## Coordinate annotation records
□ □ □ □
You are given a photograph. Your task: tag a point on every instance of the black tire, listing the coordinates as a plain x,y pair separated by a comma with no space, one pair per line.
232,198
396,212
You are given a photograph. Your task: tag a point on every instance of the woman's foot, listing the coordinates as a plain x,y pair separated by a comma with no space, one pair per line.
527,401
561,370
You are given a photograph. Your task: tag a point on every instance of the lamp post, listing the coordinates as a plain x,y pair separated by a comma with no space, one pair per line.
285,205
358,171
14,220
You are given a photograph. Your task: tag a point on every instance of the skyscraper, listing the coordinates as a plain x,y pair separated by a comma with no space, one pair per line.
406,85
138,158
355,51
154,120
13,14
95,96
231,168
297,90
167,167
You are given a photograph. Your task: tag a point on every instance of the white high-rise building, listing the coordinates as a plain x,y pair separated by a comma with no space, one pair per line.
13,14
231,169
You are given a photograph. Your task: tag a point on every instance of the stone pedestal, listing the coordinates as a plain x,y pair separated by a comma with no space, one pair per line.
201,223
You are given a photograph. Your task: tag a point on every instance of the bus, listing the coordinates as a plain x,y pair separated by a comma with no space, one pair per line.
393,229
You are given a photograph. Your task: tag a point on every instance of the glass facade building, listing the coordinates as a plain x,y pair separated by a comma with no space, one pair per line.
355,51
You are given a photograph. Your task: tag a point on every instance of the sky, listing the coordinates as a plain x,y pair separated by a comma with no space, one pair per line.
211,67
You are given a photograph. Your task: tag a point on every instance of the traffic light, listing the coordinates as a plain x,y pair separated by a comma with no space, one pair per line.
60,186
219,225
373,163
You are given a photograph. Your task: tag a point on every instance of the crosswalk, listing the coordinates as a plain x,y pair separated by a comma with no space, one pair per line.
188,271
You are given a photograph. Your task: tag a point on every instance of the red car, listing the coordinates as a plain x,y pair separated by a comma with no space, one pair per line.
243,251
□ □ □ □
## Short exercise
Print all of the records above verbatim, keeping every line in its original order.

## Solution
You are given a photograph. Your task: tag a point on every instance of the black tire, listing the coordinates as a plain x,y pair separated by a comma with no space, one pair per line.
232,198
396,212
You are given a photograph. Your task: tag a point on every instance of the woman's foot, listing the coordinates as a plain x,y pair separated by a comma with no space, one pair per line.
527,401
561,370
You are given a photograph. Your task: tag a point on every instance of the lamp post, listing the coordinates as a plain x,y pair separated by a comma with no space, one pair per line.
285,205
358,171
14,220
You are given a photograph. Your task: tag a point on every instance of the skyscraper, listing the coordinates as a plain x,y pair separated by a comma with no space, one pair per line.
406,85
138,158
355,51
154,120
13,14
95,96
231,168
297,90
167,167
You are given a photograph. Your task: tag a point on every instance of the white high-rise building, listing the coordinates as a plain x,y pair separated by a comma with no space, one pair per line.
13,14
231,169
You are given a photograph. Your task: tag a point on every instance of the stone pedestal, listing the coordinates as a plain x,y pair separated by a comma with no space, one pair per line.
201,223
You are given a photograph. Your task: tag a point on every instance of the bus, listing the coordinates as a plain x,y pair separated by a comma with no space, one pair per line.
393,229
You are given a photograph. Your task: tag a point on every instance of the glass facade building, listing the coordinates as a plain x,y pair separated by a comma with no space, one pair per line.
355,51
You are given a photograph. Your task: tag a point on every instance of the sky, listing the coordinates as a plain x,y pair separated by a comma with no space, one pair per line.
211,67
You are given a photograph. Your task: tag a point on every instance of the traffic light, listing the coordinates as a plain x,y pair separated by a comma with no space, one pair per line.
60,186
219,225
373,163
You are given a photograph. Your task: tag a point on every instance of the crosswalk, listing the coordinates as a plain x,y pair separated by a comma with no space, one pair per line.
188,271
You are given a photograph. Your task: tag a point on every instance of the red car, listing the coordinates as a plain x,y pair separated by a comma with no space, one pair per line.
243,251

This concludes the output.